### WRITTEN EXERCISE
Please return each line of the entries below that contains the word "moose". Letter case matters.

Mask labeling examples
☆ ☆ ☆ ☆ ☆ ☆ ☆

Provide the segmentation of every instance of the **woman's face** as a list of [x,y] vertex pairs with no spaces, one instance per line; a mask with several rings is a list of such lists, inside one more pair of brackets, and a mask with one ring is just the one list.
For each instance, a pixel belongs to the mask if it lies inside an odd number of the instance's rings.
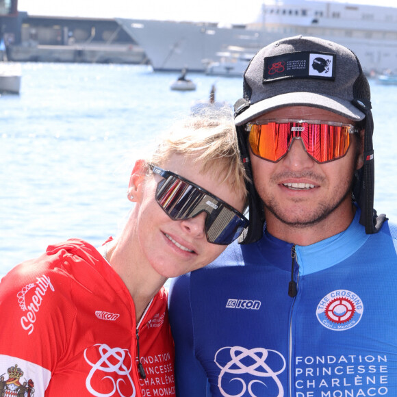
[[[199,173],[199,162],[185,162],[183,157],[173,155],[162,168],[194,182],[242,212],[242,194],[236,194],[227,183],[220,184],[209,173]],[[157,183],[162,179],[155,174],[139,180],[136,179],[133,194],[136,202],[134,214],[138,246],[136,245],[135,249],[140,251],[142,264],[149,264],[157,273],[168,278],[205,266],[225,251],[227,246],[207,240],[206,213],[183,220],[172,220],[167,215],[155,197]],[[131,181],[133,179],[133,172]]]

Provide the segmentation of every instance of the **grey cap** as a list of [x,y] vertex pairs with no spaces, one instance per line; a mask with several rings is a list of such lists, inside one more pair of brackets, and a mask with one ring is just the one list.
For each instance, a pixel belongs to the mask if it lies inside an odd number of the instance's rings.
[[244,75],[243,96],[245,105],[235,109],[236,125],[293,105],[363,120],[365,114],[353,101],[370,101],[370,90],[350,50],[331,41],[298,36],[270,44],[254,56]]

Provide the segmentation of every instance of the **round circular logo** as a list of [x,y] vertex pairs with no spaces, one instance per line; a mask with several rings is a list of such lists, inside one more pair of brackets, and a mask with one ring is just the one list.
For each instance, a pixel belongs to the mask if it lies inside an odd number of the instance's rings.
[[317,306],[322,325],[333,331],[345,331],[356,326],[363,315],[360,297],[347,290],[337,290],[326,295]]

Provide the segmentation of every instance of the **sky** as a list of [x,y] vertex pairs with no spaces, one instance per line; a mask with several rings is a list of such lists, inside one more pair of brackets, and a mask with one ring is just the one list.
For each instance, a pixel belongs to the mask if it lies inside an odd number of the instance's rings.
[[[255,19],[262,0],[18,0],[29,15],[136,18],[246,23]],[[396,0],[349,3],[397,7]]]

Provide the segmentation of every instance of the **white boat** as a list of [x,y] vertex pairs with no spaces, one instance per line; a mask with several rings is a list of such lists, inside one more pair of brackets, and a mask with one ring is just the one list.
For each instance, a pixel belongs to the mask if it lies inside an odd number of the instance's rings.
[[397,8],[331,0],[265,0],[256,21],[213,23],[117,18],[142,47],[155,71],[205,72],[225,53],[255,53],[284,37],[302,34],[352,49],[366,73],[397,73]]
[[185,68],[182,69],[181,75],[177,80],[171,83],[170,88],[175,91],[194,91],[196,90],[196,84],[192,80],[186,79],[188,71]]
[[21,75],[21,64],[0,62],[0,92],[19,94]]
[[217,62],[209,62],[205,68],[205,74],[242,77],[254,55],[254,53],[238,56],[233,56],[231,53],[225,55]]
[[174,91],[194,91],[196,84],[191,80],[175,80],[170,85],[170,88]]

☆ ☆ ☆ ☆ ☆ ☆ ☆

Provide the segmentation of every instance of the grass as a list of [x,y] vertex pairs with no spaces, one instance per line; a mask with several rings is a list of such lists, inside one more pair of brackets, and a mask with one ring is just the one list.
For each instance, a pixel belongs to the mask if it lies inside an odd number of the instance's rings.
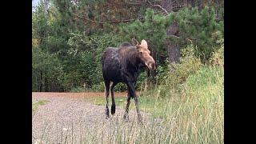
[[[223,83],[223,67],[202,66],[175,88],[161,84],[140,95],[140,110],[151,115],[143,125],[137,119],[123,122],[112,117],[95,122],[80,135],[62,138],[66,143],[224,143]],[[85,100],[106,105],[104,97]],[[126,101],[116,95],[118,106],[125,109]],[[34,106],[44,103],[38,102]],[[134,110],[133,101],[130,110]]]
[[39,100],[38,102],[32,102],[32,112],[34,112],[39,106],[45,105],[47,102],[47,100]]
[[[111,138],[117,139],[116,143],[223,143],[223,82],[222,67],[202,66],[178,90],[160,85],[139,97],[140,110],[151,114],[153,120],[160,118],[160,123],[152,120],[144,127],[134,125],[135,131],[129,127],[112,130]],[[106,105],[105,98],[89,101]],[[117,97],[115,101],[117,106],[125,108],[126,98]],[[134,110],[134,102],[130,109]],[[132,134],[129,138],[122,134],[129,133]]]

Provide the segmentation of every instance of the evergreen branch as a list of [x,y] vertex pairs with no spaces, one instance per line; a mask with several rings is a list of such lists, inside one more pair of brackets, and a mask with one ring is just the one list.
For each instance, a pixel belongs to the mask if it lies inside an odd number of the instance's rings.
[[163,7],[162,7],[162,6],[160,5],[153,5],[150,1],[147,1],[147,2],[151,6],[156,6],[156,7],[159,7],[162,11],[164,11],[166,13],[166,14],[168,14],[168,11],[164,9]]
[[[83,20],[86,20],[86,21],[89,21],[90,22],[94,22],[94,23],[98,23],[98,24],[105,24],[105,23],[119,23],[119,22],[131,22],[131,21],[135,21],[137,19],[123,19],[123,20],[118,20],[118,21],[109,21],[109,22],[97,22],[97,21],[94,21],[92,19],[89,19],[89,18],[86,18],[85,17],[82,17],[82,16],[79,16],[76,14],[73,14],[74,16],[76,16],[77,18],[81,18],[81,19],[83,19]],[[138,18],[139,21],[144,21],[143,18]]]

☆ ☆ ☆ ☆ ☆ ☆ ☆

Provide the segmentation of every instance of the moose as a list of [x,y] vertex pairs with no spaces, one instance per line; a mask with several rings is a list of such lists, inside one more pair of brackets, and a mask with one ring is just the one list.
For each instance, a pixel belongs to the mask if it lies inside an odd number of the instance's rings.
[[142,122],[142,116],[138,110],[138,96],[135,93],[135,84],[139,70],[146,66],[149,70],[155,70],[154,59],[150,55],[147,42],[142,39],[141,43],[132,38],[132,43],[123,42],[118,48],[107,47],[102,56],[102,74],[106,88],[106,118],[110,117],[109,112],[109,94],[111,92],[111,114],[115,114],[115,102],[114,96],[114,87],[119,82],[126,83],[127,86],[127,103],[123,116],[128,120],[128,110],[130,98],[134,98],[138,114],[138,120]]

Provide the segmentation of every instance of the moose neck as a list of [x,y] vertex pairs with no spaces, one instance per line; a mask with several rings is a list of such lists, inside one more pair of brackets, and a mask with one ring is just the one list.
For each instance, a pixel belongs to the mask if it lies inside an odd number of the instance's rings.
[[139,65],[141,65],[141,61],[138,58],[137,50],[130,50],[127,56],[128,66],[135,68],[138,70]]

☆ ☆ ☆ ☆ ☆ ☆ ☆

### CORRECT RESULT
Provide the segmentation of every instance of the moose as a list of [x,y] vertex pairs with no spaces, one instance per line; a mask with several rings is a list of such lists, inside one more pair of brackets, and a mask with one ring is just the one list.
Provide the segmentation of every instance of the moose neck as a list of [x,y] vertex pairs with no spaces, one instance per line; a mask with several rings is a list of such lists, inside one more pair of brackets, and a mask with one ring is just the one list.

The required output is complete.